## [Excerpted records]

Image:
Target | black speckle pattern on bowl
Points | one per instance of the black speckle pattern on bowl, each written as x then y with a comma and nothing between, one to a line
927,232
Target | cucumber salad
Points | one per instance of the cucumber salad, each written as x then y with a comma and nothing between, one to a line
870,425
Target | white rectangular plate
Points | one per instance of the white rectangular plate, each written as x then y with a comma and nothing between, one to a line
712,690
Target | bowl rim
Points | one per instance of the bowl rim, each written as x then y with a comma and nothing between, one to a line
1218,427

## [To be done]
Please write out all of the material above again, line for line, with no changes.

## [Expected output]
Image:
Target | black speckle pattern on bowl
Points | one per instance of the black speckle pattern on bowl, each written as x then y with a comma and nothing between, one to a line
927,232
Target | cucumber salad
Points | one per instance of the cucumber salad, each written as x then y with a comma and nothing between, one to a line
870,425
Target | white rectangular plate
Points | one per instance of the white rectangular plate, each written as x then y with a comma and nothing between, one to a line
712,690
Target | bowl rim
Points | one per instance of the bowl rim, each written as x then y with a comma and nothing between, one to a line
1218,427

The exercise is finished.